(THE PROBLEM): Gather every line from the rows that contains the word "black".

Detection examples:
..............................

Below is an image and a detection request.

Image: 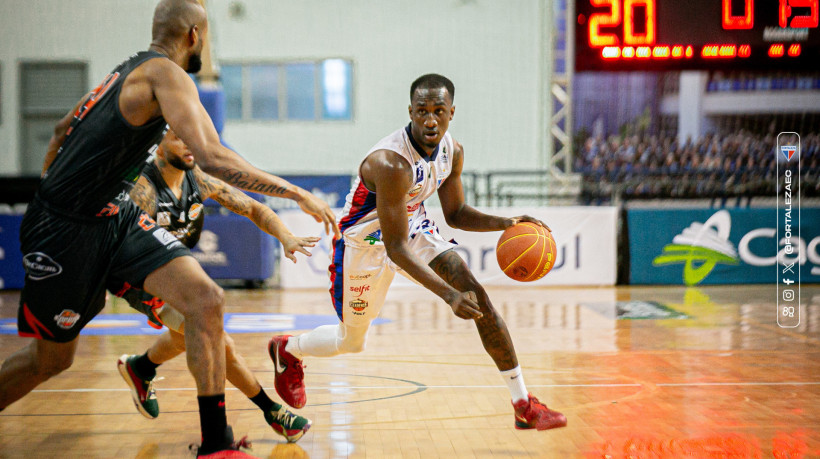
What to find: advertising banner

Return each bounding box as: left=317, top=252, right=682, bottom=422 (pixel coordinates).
left=0, top=215, right=26, bottom=289
left=280, top=207, right=617, bottom=288
left=191, top=214, right=279, bottom=281
left=627, top=208, right=820, bottom=285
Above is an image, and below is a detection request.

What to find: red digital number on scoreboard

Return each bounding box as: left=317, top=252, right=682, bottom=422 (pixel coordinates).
left=723, top=0, right=755, bottom=30
left=588, top=0, right=820, bottom=48
left=777, top=0, right=820, bottom=29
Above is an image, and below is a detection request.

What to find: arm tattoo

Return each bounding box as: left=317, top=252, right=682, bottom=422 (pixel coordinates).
left=194, top=169, right=254, bottom=217
left=430, top=250, right=518, bottom=371
left=130, top=177, right=157, bottom=218
left=217, top=168, right=288, bottom=195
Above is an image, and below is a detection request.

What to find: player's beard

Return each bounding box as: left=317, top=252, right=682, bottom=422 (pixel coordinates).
left=185, top=54, right=202, bottom=73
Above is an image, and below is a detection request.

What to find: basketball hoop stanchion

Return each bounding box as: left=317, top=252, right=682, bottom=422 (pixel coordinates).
left=197, top=0, right=225, bottom=140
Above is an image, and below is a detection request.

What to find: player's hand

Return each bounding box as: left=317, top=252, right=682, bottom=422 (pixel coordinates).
left=298, top=191, right=342, bottom=239
left=504, top=215, right=552, bottom=232
left=447, top=292, right=484, bottom=320
left=279, top=235, right=321, bottom=263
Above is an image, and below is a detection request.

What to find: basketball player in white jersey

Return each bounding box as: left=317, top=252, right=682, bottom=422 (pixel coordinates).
left=268, top=74, right=567, bottom=430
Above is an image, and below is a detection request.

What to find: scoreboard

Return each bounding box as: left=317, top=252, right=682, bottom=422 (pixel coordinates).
left=575, top=0, right=820, bottom=71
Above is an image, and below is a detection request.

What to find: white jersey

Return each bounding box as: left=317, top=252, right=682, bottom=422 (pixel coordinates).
left=339, top=125, right=453, bottom=247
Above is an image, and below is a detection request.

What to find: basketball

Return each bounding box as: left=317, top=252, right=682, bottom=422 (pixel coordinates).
left=495, top=222, right=556, bottom=282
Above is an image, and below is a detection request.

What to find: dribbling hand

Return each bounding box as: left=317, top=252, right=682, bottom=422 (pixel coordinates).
left=280, top=236, right=321, bottom=263
left=447, top=292, right=484, bottom=320
left=504, top=215, right=552, bottom=232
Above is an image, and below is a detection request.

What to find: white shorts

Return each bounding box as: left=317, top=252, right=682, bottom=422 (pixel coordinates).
left=329, top=225, right=455, bottom=327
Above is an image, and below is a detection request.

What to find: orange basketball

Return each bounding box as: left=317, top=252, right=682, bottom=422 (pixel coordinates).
left=495, top=222, right=556, bottom=282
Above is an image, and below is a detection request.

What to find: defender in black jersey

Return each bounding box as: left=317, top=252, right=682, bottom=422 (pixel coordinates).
left=0, top=0, right=338, bottom=457
left=115, top=130, right=319, bottom=442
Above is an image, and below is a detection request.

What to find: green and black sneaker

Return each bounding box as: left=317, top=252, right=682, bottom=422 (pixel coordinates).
left=117, top=354, right=159, bottom=419
left=265, top=404, right=312, bottom=443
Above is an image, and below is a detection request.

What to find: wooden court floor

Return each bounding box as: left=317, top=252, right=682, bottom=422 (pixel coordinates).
left=0, top=285, right=820, bottom=458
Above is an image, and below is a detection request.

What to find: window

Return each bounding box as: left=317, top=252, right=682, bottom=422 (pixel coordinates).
left=220, top=59, right=353, bottom=121
left=19, top=62, right=89, bottom=175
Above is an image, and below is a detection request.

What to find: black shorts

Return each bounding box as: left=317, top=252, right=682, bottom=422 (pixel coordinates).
left=17, top=198, right=190, bottom=342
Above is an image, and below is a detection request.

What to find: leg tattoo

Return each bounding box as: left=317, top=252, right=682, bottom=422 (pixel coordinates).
left=430, top=250, right=518, bottom=371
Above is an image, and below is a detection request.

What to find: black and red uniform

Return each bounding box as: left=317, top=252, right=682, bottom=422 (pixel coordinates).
left=112, top=162, right=205, bottom=329
left=17, top=51, right=190, bottom=342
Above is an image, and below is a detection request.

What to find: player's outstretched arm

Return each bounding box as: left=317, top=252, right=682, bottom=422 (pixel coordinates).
left=438, top=141, right=549, bottom=231
left=194, top=167, right=319, bottom=263
left=149, top=59, right=339, bottom=239
left=130, top=175, right=157, bottom=218
left=40, top=93, right=91, bottom=176
left=361, top=150, right=482, bottom=319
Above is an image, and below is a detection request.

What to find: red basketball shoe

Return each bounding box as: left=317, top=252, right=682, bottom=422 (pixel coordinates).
left=513, top=394, right=567, bottom=430
left=195, top=426, right=256, bottom=459
left=268, top=335, right=307, bottom=409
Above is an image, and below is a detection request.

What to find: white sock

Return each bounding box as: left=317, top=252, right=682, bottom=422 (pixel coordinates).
left=501, top=366, right=528, bottom=403
left=285, top=335, right=305, bottom=360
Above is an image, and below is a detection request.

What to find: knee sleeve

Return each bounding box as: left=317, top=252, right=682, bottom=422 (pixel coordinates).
left=339, top=324, right=370, bottom=353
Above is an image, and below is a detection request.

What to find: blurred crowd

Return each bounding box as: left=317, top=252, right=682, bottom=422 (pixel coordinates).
left=575, top=131, right=820, bottom=204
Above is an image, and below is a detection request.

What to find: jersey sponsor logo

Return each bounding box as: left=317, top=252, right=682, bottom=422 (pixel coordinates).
left=157, top=212, right=171, bottom=226
left=192, top=230, right=228, bottom=266
left=188, top=203, right=203, bottom=220
left=364, top=230, right=382, bottom=245
left=350, top=300, right=367, bottom=316
left=350, top=284, right=370, bottom=298
left=152, top=228, right=182, bottom=249
left=137, top=214, right=157, bottom=231
left=54, top=309, right=80, bottom=330
left=407, top=161, right=424, bottom=198
left=72, top=72, right=120, bottom=127
left=407, top=183, right=423, bottom=198
left=23, top=252, right=63, bottom=280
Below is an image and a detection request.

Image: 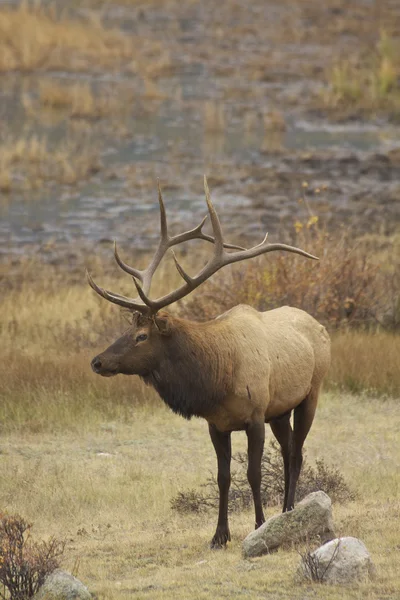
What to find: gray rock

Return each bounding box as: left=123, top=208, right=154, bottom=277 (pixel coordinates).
left=297, top=537, right=375, bottom=585
left=243, top=492, right=335, bottom=557
left=34, top=569, right=92, bottom=600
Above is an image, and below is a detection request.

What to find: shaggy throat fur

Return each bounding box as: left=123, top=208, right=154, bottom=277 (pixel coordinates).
left=142, top=322, right=234, bottom=420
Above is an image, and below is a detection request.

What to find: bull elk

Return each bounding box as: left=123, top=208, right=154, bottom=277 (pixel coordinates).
left=87, top=178, right=330, bottom=548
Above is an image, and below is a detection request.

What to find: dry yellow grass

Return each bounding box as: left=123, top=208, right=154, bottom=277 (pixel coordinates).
left=0, top=394, right=400, bottom=600
left=0, top=134, right=101, bottom=193
left=0, top=2, right=132, bottom=71
left=323, top=31, right=400, bottom=113
left=0, top=252, right=400, bottom=600
left=30, top=78, right=133, bottom=119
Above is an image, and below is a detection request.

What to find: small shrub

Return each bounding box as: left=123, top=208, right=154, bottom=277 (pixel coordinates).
left=300, top=540, right=340, bottom=583
left=0, top=515, right=65, bottom=600
left=171, top=441, right=355, bottom=513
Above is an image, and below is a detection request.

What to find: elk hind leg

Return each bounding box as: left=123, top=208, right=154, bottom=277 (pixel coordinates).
left=269, top=412, right=293, bottom=512
left=286, top=388, right=319, bottom=510
left=246, top=420, right=265, bottom=529
left=209, top=425, right=232, bottom=549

..............................

(RESPONSE TO THE EXERCISE):
What to find: defender in black jersey
What to find: green and black sneaker
What to find: black shorts
What to find: black and red uniform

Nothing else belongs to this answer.